> [STATED EXERCISE]:
Swap each occurrence of "pixel coordinates" in the data below for "image coordinates", leaving everything else unchanged.
begin
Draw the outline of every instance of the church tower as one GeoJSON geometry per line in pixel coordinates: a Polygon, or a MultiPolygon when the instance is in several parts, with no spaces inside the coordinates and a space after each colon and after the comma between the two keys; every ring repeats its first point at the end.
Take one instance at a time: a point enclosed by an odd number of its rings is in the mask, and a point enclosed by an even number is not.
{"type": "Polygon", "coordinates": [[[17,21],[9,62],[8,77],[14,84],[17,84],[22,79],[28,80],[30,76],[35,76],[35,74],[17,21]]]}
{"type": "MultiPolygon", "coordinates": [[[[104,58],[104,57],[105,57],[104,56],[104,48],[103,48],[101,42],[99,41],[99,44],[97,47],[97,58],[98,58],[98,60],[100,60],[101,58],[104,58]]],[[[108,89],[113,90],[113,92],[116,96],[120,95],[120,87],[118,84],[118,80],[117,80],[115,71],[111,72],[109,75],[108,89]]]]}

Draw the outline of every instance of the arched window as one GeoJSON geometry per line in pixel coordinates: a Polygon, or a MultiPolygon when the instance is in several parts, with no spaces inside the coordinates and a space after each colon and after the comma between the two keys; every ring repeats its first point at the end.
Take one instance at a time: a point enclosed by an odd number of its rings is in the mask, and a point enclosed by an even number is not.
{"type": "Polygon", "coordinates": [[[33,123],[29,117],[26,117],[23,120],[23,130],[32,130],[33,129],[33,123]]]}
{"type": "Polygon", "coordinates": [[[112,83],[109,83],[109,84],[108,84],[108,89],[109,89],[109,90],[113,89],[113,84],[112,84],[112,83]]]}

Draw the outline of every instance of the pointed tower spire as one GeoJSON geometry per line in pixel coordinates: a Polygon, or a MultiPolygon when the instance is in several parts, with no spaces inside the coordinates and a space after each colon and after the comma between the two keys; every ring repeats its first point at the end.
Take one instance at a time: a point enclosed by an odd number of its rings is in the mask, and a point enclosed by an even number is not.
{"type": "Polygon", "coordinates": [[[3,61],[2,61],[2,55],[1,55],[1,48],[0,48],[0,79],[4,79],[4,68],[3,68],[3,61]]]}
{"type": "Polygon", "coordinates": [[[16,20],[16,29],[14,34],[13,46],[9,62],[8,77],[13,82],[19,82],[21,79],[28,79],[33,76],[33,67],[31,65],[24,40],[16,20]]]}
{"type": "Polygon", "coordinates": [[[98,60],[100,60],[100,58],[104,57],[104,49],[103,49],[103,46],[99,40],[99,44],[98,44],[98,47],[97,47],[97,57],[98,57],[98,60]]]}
end
> [THE RESULT]:
Draw the outline of every instance of the church tower as one GeoJSON geometry per line in image coordinates: a Polygon, or a MultiPolygon when the instance is in several parts, with no spaces inside the coordinates and a space after each colon and after the comma between the two keys; every ring repeats its first point at the end.
Take one instance at a time: a point enclosed by an odd number of its rings is in the mask, and a point enclosed by an even number is not.
{"type": "Polygon", "coordinates": [[[17,21],[9,62],[8,77],[14,84],[17,84],[22,79],[28,80],[30,76],[35,76],[35,74],[17,21]]]}
{"type": "MultiPolygon", "coordinates": [[[[104,58],[104,57],[105,57],[104,56],[104,48],[103,48],[101,42],[99,41],[99,44],[97,47],[97,58],[98,58],[98,60],[100,60],[101,58],[104,58]]],[[[108,89],[113,90],[113,92],[116,96],[120,95],[120,87],[118,84],[118,80],[117,80],[115,71],[111,72],[109,75],[108,89]]]]}

Draw the outline of every instance of the arched window as one GeoJSON geometry per line in image coordinates: a Polygon, or a MultiPolygon when the instance is in several parts, with no spaces inside the coordinates and a space after each colon and after the comma between the two keys; every ring repeats its first point at the end.
Take one instance at a time: a point enclosed by an odd number of its rings is in the mask, and a point enclosed by an even number is not.
{"type": "Polygon", "coordinates": [[[33,123],[29,117],[26,117],[23,120],[23,130],[32,130],[33,129],[33,123]]]}
{"type": "Polygon", "coordinates": [[[112,83],[109,83],[109,84],[108,84],[108,89],[109,89],[109,90],[113,89],[113,84],[112,84],[112,83]]]}

Draw the outline of every instance of the pointed tower spire as one GeoJSON geometry per line in image coordinates: a Polygon, or a MultiPolygon when the instance is in several parts, with no spaces inside the coordinates and a space after each colon and after the comma between the two keys; every ring repeats its first point at the end.
Take one instance at a time: a point enclosed by an odd number of its rings is in the mask, and a point enclosed by an even number is not.
{"type": "Polygon", "coordinates": [[[3,61],[2,61],[2,55],[1,55],[1,48],[0,48],[0,79],[4,79],[4,68],[3,68],[3,61]]]}
{"type": "Polygon", "coordinates": [[[16,20],[16,29],[14,34],[13,46],[9,62],[8,77],[13,82],[19,82],[21,79],[28,79],[33,76],[33,67],[31,65],[24,40],[16,20]]]}
{"type": "Polygon", "coordinates": [[[98,60],[100,60],[100,58],[104,57],[104,49],[103,49],[103,46],[99,40],[99,44],[98,44],[98,47],[97,47],[97,57],[98,57],[98,60]]]}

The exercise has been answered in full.